→ **What to do**
From the passage on court rulings in Labor Board cases, return the portion that starts at "Maine Coast Regional" and stops after "Committee/National Nurses Union.", copied without change.

→ **Exercise passage**
-.-.-
On review, the Court held that the Board’s decision was supported by substantial evidence and consistent with law.  The Court explained that the Board permissibly concluded that the Executive Director’s statements “did not convey any threat of reprisal, but merely her sense that a pre-petition dialogue would have produced more careful consideration of the issues.”  Finally, the Court concluded that because the statements were non-coercive, there were sufficient grounds for the Board’s dismissal of the Section 8(a)(1) complaint.  Therefore, the Court held there was no occasion for it to consider the Board’s reasoning on the alternate ground that the interns and employees had not engaged in activity protected by Section 7.

The Court’s judgment is here.

Maine Coast Regional Health Facilities, d/b/a Maine Coast Memorial Hospital, the sole member of which is Eastern Maine Healthcare Systems, Board Case No. 01-CA-209105 (reported at 369 NLRB No. 51) (1st Cir. decided May 26, 2021).

In a published opinion, the Court enforced, with a minor modification, the Board’s order that issued against this hospital in Ellsworth, Maine, for unfair labor practices committed in 2017, after disputes over staffing levels arose among a unit of registered nurses and other professional staff represented by the Maine State Nurses Association/National Nurses Organizing Committee/National Nurses Union.

The Board (then-Chairman Ring and Members Kaplan and Emanuel) found that the Hospital violated both Section 8(a)(1) and Section 8(a)(3) by discharging an unrepresented employee after she wrote a letter to the editor of the local newspaper, The Ellsworth American, discussing work-related concerns and expressing support for her coworkers and their Union in the dispute over perceived staffing shortages.  The Board also found that the Hospital violated Section 8(a)(1) by maintaining an unlawfully overbroad media policy which, by its plain terms, prohibited employees from contacting the media regarding any issue involving the Hospital, which necessarily included protected efforts to publicize work-related disputes.
-.-.-
→ **Supplied material**
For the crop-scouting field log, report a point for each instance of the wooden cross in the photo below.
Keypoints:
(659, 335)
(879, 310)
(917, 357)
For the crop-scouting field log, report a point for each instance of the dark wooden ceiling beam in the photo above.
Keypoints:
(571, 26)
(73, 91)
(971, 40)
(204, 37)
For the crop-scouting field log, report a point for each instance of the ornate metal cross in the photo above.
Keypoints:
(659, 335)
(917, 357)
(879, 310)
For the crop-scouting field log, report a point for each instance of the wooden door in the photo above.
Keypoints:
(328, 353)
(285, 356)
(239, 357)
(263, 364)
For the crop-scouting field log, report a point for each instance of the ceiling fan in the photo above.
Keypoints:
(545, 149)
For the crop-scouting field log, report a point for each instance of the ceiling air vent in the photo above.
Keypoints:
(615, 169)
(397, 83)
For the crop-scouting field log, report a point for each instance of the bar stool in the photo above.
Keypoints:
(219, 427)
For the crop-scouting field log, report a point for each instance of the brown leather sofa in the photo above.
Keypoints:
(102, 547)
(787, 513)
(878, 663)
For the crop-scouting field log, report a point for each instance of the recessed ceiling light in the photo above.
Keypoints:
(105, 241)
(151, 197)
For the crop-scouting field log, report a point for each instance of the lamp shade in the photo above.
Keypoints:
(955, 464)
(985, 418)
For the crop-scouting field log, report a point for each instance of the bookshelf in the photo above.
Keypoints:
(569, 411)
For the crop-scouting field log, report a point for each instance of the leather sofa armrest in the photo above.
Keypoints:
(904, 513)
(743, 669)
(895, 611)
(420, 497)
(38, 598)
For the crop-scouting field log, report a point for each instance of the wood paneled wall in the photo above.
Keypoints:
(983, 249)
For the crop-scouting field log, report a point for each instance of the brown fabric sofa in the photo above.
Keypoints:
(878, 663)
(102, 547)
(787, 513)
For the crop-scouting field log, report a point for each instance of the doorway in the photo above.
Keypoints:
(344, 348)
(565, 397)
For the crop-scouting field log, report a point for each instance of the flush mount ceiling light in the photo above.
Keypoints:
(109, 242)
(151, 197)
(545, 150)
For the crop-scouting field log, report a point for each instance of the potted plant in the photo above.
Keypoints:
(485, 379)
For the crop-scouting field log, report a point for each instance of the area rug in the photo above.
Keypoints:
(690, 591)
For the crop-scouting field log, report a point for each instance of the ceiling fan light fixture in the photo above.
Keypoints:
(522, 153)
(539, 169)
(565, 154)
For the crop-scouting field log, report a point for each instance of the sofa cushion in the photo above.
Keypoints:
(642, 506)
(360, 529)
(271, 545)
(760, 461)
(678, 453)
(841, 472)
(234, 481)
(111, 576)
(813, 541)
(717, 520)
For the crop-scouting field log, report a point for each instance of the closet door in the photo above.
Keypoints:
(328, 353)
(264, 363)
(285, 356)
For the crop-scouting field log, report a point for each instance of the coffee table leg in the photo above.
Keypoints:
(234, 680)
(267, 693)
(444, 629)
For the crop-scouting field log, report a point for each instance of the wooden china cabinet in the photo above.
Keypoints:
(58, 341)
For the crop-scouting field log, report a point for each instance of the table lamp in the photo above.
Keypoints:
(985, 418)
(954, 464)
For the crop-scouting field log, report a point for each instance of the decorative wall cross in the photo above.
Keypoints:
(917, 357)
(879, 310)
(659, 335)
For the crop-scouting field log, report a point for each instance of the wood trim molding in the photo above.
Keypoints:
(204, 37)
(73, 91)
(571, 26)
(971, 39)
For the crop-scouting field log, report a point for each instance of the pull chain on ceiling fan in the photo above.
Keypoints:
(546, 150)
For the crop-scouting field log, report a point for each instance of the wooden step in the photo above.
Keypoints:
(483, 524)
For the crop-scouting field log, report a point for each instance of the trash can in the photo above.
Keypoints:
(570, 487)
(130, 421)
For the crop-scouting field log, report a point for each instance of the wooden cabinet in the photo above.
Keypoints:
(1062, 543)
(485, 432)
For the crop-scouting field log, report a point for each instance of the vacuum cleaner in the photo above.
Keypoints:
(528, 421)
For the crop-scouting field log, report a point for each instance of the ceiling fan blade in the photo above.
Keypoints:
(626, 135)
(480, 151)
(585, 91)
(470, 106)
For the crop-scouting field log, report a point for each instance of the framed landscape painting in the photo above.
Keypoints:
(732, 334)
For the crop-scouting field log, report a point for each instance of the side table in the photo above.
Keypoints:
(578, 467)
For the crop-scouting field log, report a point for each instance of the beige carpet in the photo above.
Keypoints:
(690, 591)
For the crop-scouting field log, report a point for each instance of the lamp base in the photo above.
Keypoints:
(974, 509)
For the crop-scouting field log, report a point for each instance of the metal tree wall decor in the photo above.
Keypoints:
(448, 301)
-.-.-
→ **Task result**
Maine Coast Regional Health Facilities, d/b/a Maine Coast Memorial Hospital, the sole member of which is Eastern Maine Healthcare Systems, Board Case No. 01-CA-209105 (reported at 369 NLRB No. 51) (1st Cir. decided May 26, 2021).

In a published opinion, the Court enforced, with a minor modification, the Board’s order that issued against this hospital in Ellsworth, Maine, for unfair labor practices committed in 2017, after disputes over staffing levels arose among a unit of registered nurses and other professional staff represented by the Maine State Nurses Association/National Nurses Organizing Committee/National Nurses Union.